» **What is asked**:
Repeat the material below word for word, leaving out the pictures.

» **Source material**:

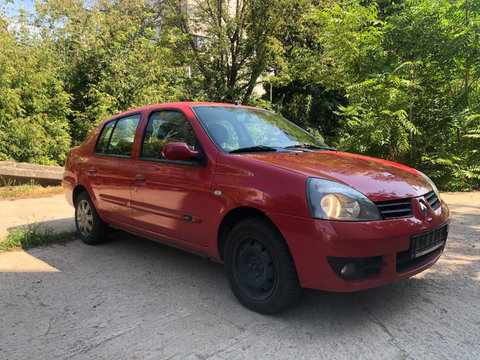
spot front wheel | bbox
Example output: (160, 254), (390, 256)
(75, 191), (108, 245)
(224, 219), (301, 314)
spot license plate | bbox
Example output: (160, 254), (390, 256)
(410, 224), (448, 258)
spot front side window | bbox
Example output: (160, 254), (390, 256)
(141, 111), (196, 160)
(95, 114), (141, 156)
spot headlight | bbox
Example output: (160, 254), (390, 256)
(417, 170), (440, 200)
(307, 178), (382, 221)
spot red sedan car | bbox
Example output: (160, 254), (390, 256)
(63, 102), (450, 313)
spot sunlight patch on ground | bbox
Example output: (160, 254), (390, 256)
(0, 251), (60, 273)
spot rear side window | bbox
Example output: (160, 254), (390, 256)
(95, 114), (141, 157)
(141, 111), (196, 160)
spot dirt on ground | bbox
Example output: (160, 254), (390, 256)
(0, 192), (480, 360)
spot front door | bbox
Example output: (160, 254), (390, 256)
(86, 114), (141, 223)
(132, 110), (214, 246)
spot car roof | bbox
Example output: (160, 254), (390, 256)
(107, 101), (251, 120)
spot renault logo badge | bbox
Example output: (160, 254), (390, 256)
(420, 202), (428, 217)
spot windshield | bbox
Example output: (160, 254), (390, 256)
(192, 105), (329, 152)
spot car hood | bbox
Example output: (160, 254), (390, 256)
(241, 151), (432, 201)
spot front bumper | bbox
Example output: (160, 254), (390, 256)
(268, 201), (450, 292)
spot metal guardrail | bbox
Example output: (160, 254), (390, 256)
(0, 161), (64, 186)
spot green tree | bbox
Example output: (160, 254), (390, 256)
(272, 0), (480, 189)
(37, 0), (183, 143)
(0, 13), (70, 164)
(157, 0), (304, 103)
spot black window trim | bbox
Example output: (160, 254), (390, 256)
(93, 111), (143, 159)
(138, 108), (207, 167)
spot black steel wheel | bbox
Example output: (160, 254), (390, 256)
(75, 191), (108, 245)
(224, 218), (301, 314)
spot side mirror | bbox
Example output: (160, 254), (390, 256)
(162, 142), (198, 161)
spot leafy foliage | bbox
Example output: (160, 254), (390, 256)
(0, 13), (70, 164)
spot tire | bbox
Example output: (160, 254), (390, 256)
(75, 191), (109, 245)
(224, 218), (302, 314)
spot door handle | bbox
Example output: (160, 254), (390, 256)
(134, 174), (147, 185)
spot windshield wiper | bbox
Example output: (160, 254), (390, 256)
(285, 144), (338, 151)
(230, 145), (277, 154)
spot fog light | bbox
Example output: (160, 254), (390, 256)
(340, 263), (355, 277)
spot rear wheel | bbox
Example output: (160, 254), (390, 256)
(224, 219), (301, 314)
(75, 191), (108, 245)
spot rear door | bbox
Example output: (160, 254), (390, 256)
(86, 114), (141, 223)
(132, 110), (214, 246)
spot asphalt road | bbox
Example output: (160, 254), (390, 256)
(0, 192), (480, 360)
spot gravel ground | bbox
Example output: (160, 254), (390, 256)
(0, 192), (480, 360)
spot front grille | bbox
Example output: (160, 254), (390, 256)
(410, 224), (447, 258)
(423, 190), (440, 210)
(375, 199), (413, 219)
(397, 224), (448, 272)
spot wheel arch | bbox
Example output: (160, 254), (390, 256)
(217, 206), (280, 259)
(72, 184), (91, 206)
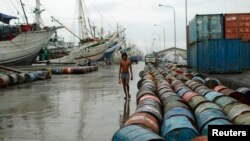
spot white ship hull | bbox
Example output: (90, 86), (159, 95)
(0, 28), (56, 66)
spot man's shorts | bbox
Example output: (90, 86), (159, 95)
(121, 72), (129, 82)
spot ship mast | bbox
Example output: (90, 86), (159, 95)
(20, 0), (29, 24)
(35, 0), (41, 28)
(78, 0), (88, 40)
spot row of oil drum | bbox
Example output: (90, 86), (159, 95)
(171, 80), (233, 136)
(160, 66), (250, 125)
(0, 71), (51, 88)
(153, 70), (202, 141)
(48, 66), (98, 74)
(112, 66), (164, 141)
(160, 65), (250, 104)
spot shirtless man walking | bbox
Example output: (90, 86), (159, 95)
(119, 52), (133, 99)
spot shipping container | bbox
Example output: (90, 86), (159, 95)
(189, 39), (244, 73)
(240, 41), (250, 69)
(224, 13), (250, 41)
(189, 14), (224, 44)
(187, 44), (198, 71)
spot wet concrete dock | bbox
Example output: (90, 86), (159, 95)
(0, 62), (144, 141)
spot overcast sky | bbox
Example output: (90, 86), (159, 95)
(0, 0), (250, 52)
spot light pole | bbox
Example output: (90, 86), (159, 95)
(152, 33), (161, 51)
(159, 4), (176, 62)
(154, 24), (166, 49)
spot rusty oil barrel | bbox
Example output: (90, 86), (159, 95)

» **Output**:
spot front wheel | bbox
Example output: (160, 254), (390, 256)
(75, 191), (108, 245)
(224, 219), (301, 314)
spot license plate | bbox
Example output: (160, 254), (390, 256)
(410, 224), (448, 258)
spot front side window | bbox
Example output: (160, 254), (390, 256)
(141, 111), (196, 160)
(95, 114), (141, 156)
spot headlight | bbox
Example output: (160, 254), (390, 256)
(417, 170), (440, 200)
(307, 178), (382, 221)
spot red sedan car | bbox
Example output: (160, 254), (390, 256)
(63, 102), (450, 313)
spot sunlight patch on ground | bbox
Example output: (160, 254), (390, 256)
(0, 251), (60, 273)
spot rear side window | bbox
Example output: (160, 254), (390, 256)
(95, 114), (141, 157)
(141, 111), (196, 160)
spot dirt on ground | bbox
Example output: (160, 254), (390, 256)
(0, 192), (480, 360)
spot front door | bbox
Example output: (160, 254), (390, 256)
(86, 114), (141, 223)
(132, 110), (214, 246)
spot car roof | bbox
Example output: (160, 254), (390, 256)
(107, 101), (251, 120)
spot renault logo badge | bbox
Example output: (160, 254), (390, 256)
(420, 202), (428, 217)
spot windshield | bbox
Example output: (160, 254), (390, 256)
(192, 105), (329, 152)
spot car hood | bbox
Example output: (160, 254), (390, 256)
(241, 151), (432, 201)
spot front bumper | bbox
Example output: (160, 254), (390, 256)
(268, 201), (450, 292)
spot metal guardrail | bbox
Example output: (160, 254), (390, 256)
(0, 161), (64, 186)
spot green tree | bbox
Example output: (160, 254), (390, 256)
(272, 0), (480, 189)
(37, 0), (183, 143)
(0, 13), (70, 164)
(157, 0), (304, 103)
spot black window trim | bbox
Example output: (160, 254), (390, 256)
(93, 111), (143, 159)
(138, 108), (207, 167)
spot black steel wheel | bbox
Example output: (160, 254), (390, 256)
(75, 191), (108, 245)
(224, 218), (301, 314)
spot side mirror | bbox
Example output: (160, 254), (390, 256)
(162, 142), (198, 161)
spot leafy foliage | bbox
Example output: (160, 254), (390, 256)
(0, 13), (70, 164)
spot tire | bbox
Example output: (160, 254), (390, 256)
(75, 191), (109, 245)
(224, 218), (302, 314)
spot door handle | bbox
Example output: (160, 254), (390, 256)
(134, 174), (147, 185)
spot windshield wiper | bbox
Example output: (160, 254), (390, 256)
(285, 144), (338, 151)
(230, 145), (277, 154)
spot fog light | bbox
Example output: (160, 254), (390, 256)
(340, 263), (355, 277)
spot rear wheel | bbox
Example output: (160, 254), (390, 256)
(224, 219), (301, 314)
(75, 191), (108, 245)
spot rear door | bbox
Example output: (160, 254), (390, 256)
(86, 114), (141, 223)
(132, 110), (214, 246)
spot asphalt road | bbox
Example output: (160, 254), (390, 256)
(0, 192), (480, 360)
spot gravel ground | bbox
Example output: (160, 254), (390, 256)
(0, 192), (480, 360)
spot front grille | bbox
Example output: (160, 254), (390, 256)
(410, 224), (447, 258)
(423, 190), (440, 210)
(375, 199), (413, 219)
(397, 224), (448, 272)
spot wheel arch | bbox
Example output: (160, 254), (390, 256)
(217, 206), (280, 259)
(72, 184), (91, 206)
spot white ship hull | bbox
Example output: (90, 86), (159, 95)
(0, 28), (56, 66)
spot man's shorts | bbox
Example output: (90, 86), (159, 95)
(121, 72), (129, 82)
spot ship mast | bbox
Example output: (90, 86), (159, 95)
(20, 0), (29, 24)
(35, 0), (41, 28)
(78, 0), (88, 40)
spot row of oil drum | bbox
Example output: (90, 86), (159, 95)
(171, 80), (233, 136)
(160, 66), (250, 125)
(0, 71), (51, 88)
(153, 70), (202, 141)
(48, 66), (98, 74)
(112, 66), (164, 141)
(160, 65), (250, 104)
spot shirtless man walking | bbox
Example output: (90, 86), (159, 95)
(119, 52), (133, 99)
spot shipping container | bbox
Example output: (90, 86), (159, 95)
(189, 39), (244, 73)
(240, 41), (250, 69)
(224, 13), (250, 41)
(189, 14), (224, 44)
(187, 44), (198, 71)
spot wet concrete dock | bbox
Example output: (90, 86), (159, 95)
(0, 62), (144, 141)
spot overcast sky | bbox
Example output: (90, 86), (159, 95)
(0, 0), (250, 52)
spot light pole | bbox
Example output: (90, 86), (159, 95)
(152, 33), (161, 51)
(159, 4), (176, 62)
(154, 24), (166, 49)
spot rusty oil barrel | bbox
Example output: (90, 86), (159, 95)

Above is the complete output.